---------- Supplied material

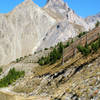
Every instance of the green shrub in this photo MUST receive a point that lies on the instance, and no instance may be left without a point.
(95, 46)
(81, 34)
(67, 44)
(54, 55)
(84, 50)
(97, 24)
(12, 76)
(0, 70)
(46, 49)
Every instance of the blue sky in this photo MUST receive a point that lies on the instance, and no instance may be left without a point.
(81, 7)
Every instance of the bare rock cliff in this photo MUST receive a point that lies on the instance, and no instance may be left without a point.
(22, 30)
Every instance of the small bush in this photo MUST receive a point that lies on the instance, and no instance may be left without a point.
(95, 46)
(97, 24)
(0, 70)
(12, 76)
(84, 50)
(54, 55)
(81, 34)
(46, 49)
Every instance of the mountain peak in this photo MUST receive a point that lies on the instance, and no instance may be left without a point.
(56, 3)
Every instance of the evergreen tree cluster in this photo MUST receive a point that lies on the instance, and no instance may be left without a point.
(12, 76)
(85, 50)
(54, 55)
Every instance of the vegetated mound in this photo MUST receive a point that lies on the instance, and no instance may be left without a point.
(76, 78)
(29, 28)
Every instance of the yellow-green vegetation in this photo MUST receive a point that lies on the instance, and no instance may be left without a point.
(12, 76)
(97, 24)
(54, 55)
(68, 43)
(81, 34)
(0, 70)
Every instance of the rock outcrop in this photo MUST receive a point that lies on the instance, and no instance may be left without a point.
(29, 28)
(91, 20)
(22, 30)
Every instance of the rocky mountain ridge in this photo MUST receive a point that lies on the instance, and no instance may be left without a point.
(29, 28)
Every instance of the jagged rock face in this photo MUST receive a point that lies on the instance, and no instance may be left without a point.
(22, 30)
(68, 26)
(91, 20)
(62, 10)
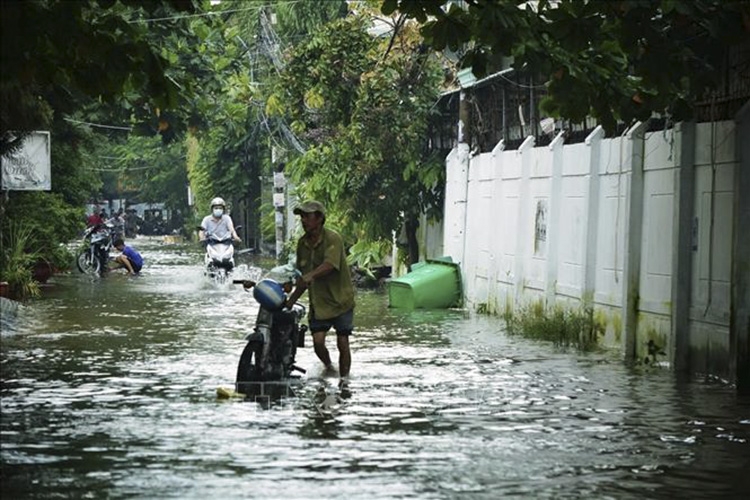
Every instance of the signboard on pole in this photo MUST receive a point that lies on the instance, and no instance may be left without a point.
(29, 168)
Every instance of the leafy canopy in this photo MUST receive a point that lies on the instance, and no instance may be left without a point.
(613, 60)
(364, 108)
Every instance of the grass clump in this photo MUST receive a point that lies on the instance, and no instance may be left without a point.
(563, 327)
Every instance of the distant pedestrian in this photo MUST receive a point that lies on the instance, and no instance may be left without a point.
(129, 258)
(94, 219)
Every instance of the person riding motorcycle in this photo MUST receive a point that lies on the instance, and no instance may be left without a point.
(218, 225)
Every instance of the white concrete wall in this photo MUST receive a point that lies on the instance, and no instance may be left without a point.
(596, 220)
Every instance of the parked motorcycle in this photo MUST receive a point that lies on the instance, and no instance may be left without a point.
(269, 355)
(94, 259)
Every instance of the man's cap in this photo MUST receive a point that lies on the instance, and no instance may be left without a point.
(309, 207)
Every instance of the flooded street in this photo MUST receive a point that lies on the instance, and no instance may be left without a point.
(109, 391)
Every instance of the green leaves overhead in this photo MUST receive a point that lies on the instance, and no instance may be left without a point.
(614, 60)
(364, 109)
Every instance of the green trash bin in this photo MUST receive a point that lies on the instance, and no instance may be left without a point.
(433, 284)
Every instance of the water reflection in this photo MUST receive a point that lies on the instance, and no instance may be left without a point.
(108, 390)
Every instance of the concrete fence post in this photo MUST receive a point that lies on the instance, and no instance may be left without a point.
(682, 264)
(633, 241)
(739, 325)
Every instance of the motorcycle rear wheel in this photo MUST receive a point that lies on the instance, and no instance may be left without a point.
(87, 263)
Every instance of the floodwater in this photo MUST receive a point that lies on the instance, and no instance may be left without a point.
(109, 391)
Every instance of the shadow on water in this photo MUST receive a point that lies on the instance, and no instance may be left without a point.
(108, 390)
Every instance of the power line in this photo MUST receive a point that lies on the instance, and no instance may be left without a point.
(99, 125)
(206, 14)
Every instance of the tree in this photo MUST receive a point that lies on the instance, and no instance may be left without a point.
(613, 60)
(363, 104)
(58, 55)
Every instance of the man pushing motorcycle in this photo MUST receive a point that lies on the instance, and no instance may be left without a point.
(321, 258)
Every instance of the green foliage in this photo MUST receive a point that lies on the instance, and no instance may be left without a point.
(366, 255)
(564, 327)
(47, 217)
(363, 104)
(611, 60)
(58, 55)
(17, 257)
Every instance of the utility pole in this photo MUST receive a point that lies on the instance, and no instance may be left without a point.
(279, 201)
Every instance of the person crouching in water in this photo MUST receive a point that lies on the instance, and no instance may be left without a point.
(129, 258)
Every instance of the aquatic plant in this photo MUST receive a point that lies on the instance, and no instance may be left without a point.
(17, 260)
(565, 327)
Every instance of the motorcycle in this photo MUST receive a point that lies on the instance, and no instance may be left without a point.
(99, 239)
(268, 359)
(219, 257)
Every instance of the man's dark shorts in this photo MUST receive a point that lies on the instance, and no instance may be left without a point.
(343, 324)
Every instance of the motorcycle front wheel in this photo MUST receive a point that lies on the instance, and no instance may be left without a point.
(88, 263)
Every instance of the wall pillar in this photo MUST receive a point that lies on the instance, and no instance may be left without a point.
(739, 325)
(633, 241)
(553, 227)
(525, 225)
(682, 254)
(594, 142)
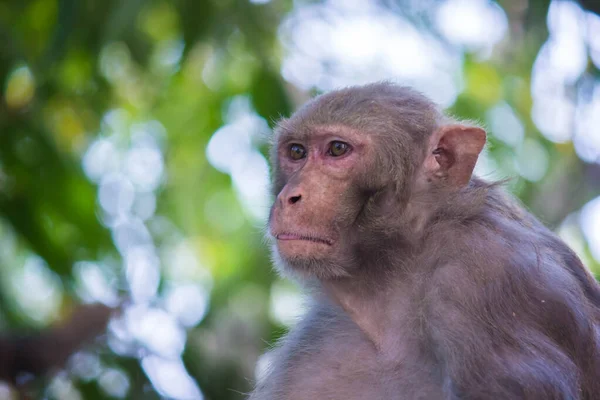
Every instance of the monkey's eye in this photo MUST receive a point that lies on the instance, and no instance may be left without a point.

--------------------

> **Goal**
Pictures in the data above should not be copied; transcribe everything else exactly.

> **Correct output**
Every instance of the green shrub in this photo MUST receive a point that lies on the instance, and no instance may be left without a point.
(95, 46)
(81, 34)
(67, 44)
(54, 55)
(84, 50)
(97, 24)
(12, 76)
(0, 70)
(46, 49)
Every instance of the blue sky in this photo MUST receive a point that lies on the instance, and no instance may be left without a point.
(81, 7)
Every instance of the bare rock cliff in this photo MUST receive a point that lies on the instance, and no instance may be left without a point.
(22, 30)
Every instance of the small bush in this photo MUST receive a point that lies on the instance, and no instance may be left without a point.
(95, 46)
(97, 24)
(0, 70)
(12, 76)
(84, 50)
(54, 55)
(81, 34)
(46, 49)
Every instance of the mountain peak in this photo MUST receive a point that lies on the instance, and no instance may be left without a point.
(56, 3)
Every instance of the evergreen tree cluster in this photo MUST receive a point that lies on the instance, and no instance may be left without a point.
(12, 76)
(85, 50)
(54, 55)
Every instance of the vegetated mound in this photo MUST receive a point that lies on the instance, and no instance may be left without a point.
(76, 78)
(29, 28)
Every instance of the yellow-green vegetation in this photo MUST receive a point that lies on the instance, and no instance may be left without a point.
(12, 76)
(97, 24)
(54, 55)
(68, 43)
(81, 34)
(0, 70)
Every instance of the rock outcrop in this photo MUST receive a point that lies on the instance, and no instance may be left without a point.
(29, 28)
(91, 20)
(22, 30)
Every instance of the rocky mountain ridge in this photo MUST receive a point that lies on the instance, and no instance may be left without a point.
(29, 28)
Every instance of the jagged rock face in this photo MUST receive a point that lies on the instance, and no instance may be left without a point.
(22, 30)
(68, 26)
(91, 20)
(62, 10)
Every instance of the signboard on pole in this photo MUST receive a point that lies on the instance, and no instance may be left without a point.
(29, 168)
Every instance of the leafy canopy in this photo MUST receive a point that lies on the instance, and no instance may be left without a point.
(613, 60)
(364, 108)
Every instance of the grass clump in this photo MUST receive a point that lies on the instance, and no instance may be left without a point.
(563, 327)
Every instance of the distant pedestrian in this photo MUST receive a point that lies on the instance, and no instance may be left without a point.
(129, 258)
(94, 219)
Every instance of the person riding motorcycle in this photo MUST receive a point that lies on the instance, and no instance may be left without a point.
(218, 225)
Every instance of the white concrete wall in this photo MUST receive a point that lies on the instance, and no instance may be left without a point.
(596, 220)
Every instance of the parked motorcycle in this photo MUST receive a point that lies on the instance, and no instance may be left without a point.
(269, 355)
(94, 259)
Every instance of the man's cap in this photo MUST receive a point that lies on the instance, and no instance may be left without a point.
(309, 207)
Every instance of the flooded street in this photo MUST receive a point that lies on the instance, and no instance may be left without a point.
(109, 391)
Every instance of the green leaves overhead in this photo MUST receive a point that lies on the instance, and no instance may be left without a point.
(614, 60)
(364, 109)
Every instance of the green trash bin in this photo MUST receive a point that lies on the instance, and no instance may be left without a point.
(433, 284)
Every instance of the water reflection in this photo MUST receive a point that lies on the instance, and no instance may be left without a point.
(108, 390)
Every instance of the concrete fence post in this photo MUST receive a point that lies on the instance, and no instance may be left without a point.
(682, 264)
(633, 241)
(739, 325)
Every instance of the motorcycle rear wheel in this photo MUST receive a point that lies on the instance, and no instance may be left without a point.
(87, 263)
Every instance of the floodwater in this photo MUST receive a point that lies on the instance, and no instance may be left without a point.
(109, 391)
Every instance of the shadow on water in this photo MUST receive a point that lies on the instance, and no instance may be left without a point.
(108, 390)
Every instance of the power line in this photo MUST receive a point that lies on the instance, and no instance may be left without a point.
(99, 125)
(206, 14)
Every instance of the tree in this photo MUST receive a point that lies on the instance, and no instance may be left without a point.
(613, 60)
(363, 104)
(58, 55)
Every instance of the man pushing motorcycle in this photo MUST receive a point that lies on the instance, and no instance may be left without a point.
(321, 258)
Every instance of the green foliage in this photo MUST receive a point that lies on the instance, and no instance may be left without a point.
(366, 255)
(564, 327)
(47, 217)
(363, 104)
(611, 60)
(58, 55)
(17, 257)
Every instance of the utility pole in this photo MUST receive a point that lies on the instance, and no instance may be left without a point.
(279, 201)
Every instance of the person crouching in water in this photo MUST receive a point that lies on the instance, and no instance may be left without a point.
(129, 258)
Every instance of the aquatic plant in this photo MUST receive a point that lies on the instance, and no instance may be left without a point.
(17, 260)
(565, 327)
Every instance of the motorcycle in this photo MUST receive a point that lies on the instance, and no instance may be left without a point.
(99, 239)
(268, 359)
(219, 257)
Every instance of the man's dark shorts in this photo MUST receive a point that lies on the instance, and no instance may be left without a point.
(343, 324)
Every instance of the motorcycle front wheel in this photo MUST receive a point that lies on the instance, and no instance may be left without a point.
(88, 263)
Every instance of the wall pillar in this photo MUST receive a point that lies on the instance, and no instance may be left without a point.
(739, 325)
(633, 241)
(553, 227)
(525, 225)
(682, 254)
(594, 142)
Every instance of the monkey's eye in this photo MUST receive a point that lies on the instance, and no instance may be left without a point.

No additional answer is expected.